— RECORDS PROVIDED —

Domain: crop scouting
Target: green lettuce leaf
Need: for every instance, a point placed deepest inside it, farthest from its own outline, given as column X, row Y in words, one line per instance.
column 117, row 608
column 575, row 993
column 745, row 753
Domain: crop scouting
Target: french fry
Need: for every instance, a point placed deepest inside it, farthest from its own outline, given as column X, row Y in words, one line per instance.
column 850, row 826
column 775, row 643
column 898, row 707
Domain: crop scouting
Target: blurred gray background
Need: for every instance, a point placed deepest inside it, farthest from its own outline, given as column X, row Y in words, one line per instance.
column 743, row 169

...

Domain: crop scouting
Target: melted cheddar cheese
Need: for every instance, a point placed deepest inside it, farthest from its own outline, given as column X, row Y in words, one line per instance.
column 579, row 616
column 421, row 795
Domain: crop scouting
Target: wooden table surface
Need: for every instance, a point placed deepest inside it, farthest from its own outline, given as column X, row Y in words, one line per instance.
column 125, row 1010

---

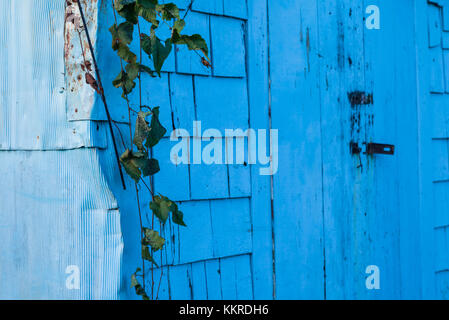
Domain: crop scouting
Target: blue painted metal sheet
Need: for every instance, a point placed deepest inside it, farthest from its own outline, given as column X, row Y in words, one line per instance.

— WORK REQUIRED —
With the line holding "Target: green lettuce leaf" as the first and the line holding "Target: french fry" as the last, set down that range of the entries above exactly, and nothing else.

— EXPECTED ANSWER —
Target: green lettuce leaf
Need: for every instance, a point placed deepest inside it, farthest from its own outline, given as column X, row Y in words, one line per instance.
column 117, row 608
column 575, row 993
column 745, row 753
Domain: crop scouting
Target: french fry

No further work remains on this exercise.